### The task
Reproduce the forum thread below about choosing an AR rifle, word for word and in full.

### Document text

^^^^^^^^^^^^^^^^

# Considering a new Rifle AR Which One is the Best??



## ReidRH (Feb 1, 2010)

*I have never been too interested in AR type Rifles until Lately, Never been in the Military, so my knowledge of these Weapons is very Limited. After much thought and deliberation I have decided to get one. *

*The Problem is I dont want a piece of junk, I want one that if my Life Depended on it I would not have to worry about whether the one I Chose would actually be the Rifle I needed! *

*What are your thoughts, should I buy or Build What brand name ect. *

*THANKS FOR ANY INPUT!*


----------



## bones44 (Jan 7, 2011)

Remington R-15 Richard if you're buying brand name. Good luck in your search !


----------



## youngdon (Mar 10, 2010)

^^^^^^^^^^^^^^^^

### The data
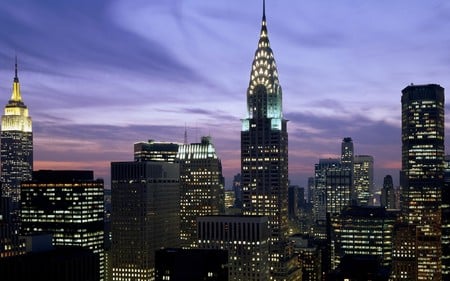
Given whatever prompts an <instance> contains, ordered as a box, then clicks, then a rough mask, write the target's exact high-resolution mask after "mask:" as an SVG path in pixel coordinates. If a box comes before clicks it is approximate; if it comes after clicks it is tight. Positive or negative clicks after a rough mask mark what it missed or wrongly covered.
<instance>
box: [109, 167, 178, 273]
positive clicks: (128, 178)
mask: <svg viewBox="0 0 450 281" xmlns="http://www.w3.org/2000/svg"><path fill="white" fill-rule="evenodd" d="M111 192H112V197H111V198H112V213H111V217H112V224H111V234H112V246H111V261H110V266H111V268H112V280H114V281H116V280H117V281H119V280H136V281H137V280H154V278H155V250H157V249H160V248H162V247H179V233H180V215H179V208H180V205H179V203H180V185H179V166H178V164H176V163H165V162H156V161H142V162H137V161H135V162H113V163H111Z"/></svg>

^^^^^^^^^^^^^^^^

### Solution for this problem
# Considering a new Rifle AR Which One is the Best??



## ReidRH (Feb 1, 2010)

*I have never been too interested in AR type Rifles until Lately, Never been in the Military, so my knowledge of these Weapons is very Limited. After much thought and deliberation I have decided to get one. *

*The Problem is I dont want a piece of junk, I want one that if my Life Depended on it I would not have to worry about whether the one I Chose would actually be the Rifle I needed! *

*What are your thoughts, should I buy or Build What brand name ect. *

*THANKS FOR ANY INPUT!*


----------



## bones44 (Jan 7, 2011)

Remington R-15 Richard if you're buying brand name. Good luck in your search !


----------



## youngdon (Mar 10, 2010)